**Exercise brief:**
In the grant summary on the muscle circadian clock below, why do the authors suggest that targeting the muscle clock mechanism could be a translational strategy? Answer in one to three sentences.
[Opening Excerpt section]
We have shown that disruption of the muscle circadian clock mechanism through loss of the core clock gene, Bmal1, is sufficient to induce significant muscle weakness and surprisingly, increased mortality. Based on these findings, the overall objective of this grant is to pursue the fundamental understanding of the role of the muscle circadian clock in regulating a daily program of gene expression and how clock disruption leads to significant muscle weakness and diminished systemic health. We found that MyoD1 can modulate expression of the core clock gene, Bmal1 making it a bona fide tissue- specific circadian clock modifier1. We have also determined that MyoD1 and CLOCK:BMAL1 share peak binding at over 3000 sites across the muscle genome. These new findings provide support for our studies to define the mechanism(s) through which MyoD1 modulates the network properties of the clock mechanism as well as understanding the role of MyoD1 as a clock co-factor in the daily genomic and transcriptomic landscape in adult muscle. Downstream from MyoD1 and the clock factors, my lab has identified two muscle specific genes, Rbm20 and Tcap, that we propose link clock disruption with muscle weakness. Loss of muscle Bmal1, results in significant decreases in Rbm20 and Tcap expression and we find changes in sarcomere structure including variability of sarcomere length, distortions in M and Z lines and altered myofilament orientation. Lastly, the global Bmal1 knock out mouse, Bmal1KO, has been used as a model of advanced aging as it exhibits significant aging-like pathologies and has a median lifespan of 37wks. In preliminary experiments using this global Bmal1 KO mouse we rescued Bmal1 in skeletal muscles using an AAV vector with a muscle specific promoter. We found that this was sufficient to significantly improve muscle strength but also significantly extended lifespan. These are complementary to our findings of increased mortality with loss of muscle Bmal1 and demonstrate that rescuing Bmal1 only in skeletal muscle improves systemic health. In addition, with aging and many chronic diseases exhibiting muscle clock disruption, these results suggest that targeting the muscle clock mechanism holds potential as a translational strategy. We propose to test the following three specific aims:
Specific Aim 1 : To define the roles of MyoD1 within the core clock mechanism and as a co-factor for the daily transcriptomic landscape in skeletal muscle.
[Closing Excerpt section]
[Opening Raw data section]
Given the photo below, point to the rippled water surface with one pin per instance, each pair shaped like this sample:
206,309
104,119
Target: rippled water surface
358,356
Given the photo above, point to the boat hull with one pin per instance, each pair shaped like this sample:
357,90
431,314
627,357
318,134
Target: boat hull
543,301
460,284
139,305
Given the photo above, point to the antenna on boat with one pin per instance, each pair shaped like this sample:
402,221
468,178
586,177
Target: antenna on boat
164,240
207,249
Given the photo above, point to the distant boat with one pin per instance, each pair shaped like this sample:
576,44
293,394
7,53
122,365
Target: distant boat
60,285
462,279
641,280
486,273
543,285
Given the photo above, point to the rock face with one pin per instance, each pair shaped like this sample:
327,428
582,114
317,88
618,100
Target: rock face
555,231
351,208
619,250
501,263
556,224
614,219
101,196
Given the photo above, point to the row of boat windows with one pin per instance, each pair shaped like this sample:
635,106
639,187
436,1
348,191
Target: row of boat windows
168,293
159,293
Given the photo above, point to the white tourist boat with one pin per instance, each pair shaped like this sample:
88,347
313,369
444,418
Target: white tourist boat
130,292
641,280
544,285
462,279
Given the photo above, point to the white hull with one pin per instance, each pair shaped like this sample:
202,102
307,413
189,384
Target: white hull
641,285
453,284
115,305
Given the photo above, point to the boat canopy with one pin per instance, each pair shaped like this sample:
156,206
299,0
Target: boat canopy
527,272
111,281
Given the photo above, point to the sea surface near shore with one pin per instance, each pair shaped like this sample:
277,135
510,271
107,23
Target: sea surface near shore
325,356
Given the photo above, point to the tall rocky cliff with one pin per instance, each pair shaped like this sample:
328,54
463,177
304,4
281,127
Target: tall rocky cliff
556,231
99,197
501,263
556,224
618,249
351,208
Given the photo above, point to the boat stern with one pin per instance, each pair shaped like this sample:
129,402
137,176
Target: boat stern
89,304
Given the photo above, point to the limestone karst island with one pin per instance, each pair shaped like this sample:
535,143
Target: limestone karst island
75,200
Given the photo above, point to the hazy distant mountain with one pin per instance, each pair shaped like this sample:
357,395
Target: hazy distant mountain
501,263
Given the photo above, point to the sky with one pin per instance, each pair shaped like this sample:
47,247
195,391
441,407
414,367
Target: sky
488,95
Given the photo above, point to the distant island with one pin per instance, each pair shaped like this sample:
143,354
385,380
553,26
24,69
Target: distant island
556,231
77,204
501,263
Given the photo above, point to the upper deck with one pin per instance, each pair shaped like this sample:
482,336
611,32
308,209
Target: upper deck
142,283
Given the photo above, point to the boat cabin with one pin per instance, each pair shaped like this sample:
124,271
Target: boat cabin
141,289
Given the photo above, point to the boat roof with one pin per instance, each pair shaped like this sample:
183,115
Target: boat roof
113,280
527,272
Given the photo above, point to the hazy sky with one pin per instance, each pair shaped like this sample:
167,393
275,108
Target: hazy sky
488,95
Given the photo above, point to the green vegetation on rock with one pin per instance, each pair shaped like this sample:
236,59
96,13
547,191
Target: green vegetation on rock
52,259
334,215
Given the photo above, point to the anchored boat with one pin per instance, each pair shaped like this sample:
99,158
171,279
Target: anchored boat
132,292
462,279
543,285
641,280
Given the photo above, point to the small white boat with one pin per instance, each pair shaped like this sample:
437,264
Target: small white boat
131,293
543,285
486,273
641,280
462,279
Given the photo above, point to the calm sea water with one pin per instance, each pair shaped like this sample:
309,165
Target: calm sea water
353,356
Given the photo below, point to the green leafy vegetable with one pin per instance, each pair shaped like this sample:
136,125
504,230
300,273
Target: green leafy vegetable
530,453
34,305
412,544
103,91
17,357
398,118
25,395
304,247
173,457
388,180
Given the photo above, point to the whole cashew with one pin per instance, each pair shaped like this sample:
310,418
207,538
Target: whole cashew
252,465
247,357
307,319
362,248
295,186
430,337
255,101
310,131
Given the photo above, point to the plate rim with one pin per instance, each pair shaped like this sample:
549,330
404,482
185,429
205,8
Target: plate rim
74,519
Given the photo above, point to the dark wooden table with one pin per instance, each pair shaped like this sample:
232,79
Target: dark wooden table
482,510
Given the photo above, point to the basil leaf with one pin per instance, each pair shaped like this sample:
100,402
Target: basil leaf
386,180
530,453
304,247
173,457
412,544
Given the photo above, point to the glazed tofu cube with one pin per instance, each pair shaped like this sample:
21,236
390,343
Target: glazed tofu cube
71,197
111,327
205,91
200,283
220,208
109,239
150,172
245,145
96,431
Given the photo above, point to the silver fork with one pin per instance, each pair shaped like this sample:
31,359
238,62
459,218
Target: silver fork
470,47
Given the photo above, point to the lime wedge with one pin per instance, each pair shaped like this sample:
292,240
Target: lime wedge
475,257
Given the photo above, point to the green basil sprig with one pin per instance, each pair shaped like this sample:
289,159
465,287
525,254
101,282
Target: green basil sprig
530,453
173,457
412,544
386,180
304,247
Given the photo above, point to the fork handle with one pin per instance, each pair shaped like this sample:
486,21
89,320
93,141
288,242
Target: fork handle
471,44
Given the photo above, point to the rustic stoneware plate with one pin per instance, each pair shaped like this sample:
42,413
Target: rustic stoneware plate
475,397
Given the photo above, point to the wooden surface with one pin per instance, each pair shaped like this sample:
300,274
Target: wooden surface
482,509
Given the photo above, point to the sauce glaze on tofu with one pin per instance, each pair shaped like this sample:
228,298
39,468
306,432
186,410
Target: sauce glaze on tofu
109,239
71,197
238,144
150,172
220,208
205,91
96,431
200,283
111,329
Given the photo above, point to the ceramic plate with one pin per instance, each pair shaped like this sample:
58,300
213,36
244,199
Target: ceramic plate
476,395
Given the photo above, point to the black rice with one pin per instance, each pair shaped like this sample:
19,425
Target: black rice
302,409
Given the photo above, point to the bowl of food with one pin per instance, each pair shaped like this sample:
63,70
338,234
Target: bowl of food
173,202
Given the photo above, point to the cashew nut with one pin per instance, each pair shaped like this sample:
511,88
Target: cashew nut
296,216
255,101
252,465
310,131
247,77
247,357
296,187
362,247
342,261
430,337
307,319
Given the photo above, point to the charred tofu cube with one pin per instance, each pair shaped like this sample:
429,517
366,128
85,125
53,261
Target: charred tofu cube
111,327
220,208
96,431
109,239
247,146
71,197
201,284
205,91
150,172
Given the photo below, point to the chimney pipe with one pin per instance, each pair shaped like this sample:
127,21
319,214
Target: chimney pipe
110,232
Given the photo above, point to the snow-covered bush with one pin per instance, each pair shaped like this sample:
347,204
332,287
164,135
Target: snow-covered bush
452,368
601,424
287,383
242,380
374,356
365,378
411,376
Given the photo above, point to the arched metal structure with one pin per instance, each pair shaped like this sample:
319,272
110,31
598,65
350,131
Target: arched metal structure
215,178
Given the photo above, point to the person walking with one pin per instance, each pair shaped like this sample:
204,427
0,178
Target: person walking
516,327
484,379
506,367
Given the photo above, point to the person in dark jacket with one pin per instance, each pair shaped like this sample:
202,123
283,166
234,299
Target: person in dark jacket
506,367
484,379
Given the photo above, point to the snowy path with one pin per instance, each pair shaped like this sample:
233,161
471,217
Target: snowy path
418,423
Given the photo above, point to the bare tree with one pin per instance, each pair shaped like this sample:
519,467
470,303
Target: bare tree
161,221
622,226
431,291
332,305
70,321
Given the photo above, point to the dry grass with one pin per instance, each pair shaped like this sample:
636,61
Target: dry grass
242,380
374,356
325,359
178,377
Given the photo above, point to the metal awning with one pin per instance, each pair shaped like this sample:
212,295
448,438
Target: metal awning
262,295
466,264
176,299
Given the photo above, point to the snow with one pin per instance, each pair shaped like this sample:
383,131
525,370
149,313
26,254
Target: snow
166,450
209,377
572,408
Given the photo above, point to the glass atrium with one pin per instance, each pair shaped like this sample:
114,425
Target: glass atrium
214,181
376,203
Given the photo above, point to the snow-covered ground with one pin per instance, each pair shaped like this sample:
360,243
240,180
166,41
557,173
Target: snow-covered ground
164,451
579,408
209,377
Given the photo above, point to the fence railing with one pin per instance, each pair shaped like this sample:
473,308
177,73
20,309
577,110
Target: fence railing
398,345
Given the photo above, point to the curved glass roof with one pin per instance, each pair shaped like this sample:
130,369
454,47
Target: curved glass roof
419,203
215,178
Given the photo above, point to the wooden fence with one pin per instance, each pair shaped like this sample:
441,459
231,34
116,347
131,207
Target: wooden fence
[Closing Raw data section]
**Problem solution:**
Restoring Bmal1 only in skeletal muscle of the global Bmal1 KO mouse significantly improved muscle strength and extended lifespan, showing that the muscle clock affects systemic health. Because aging and many chronic diseases exhibit muscle clock disruption, the authors suggest that targeting this mechanism holds translational potential.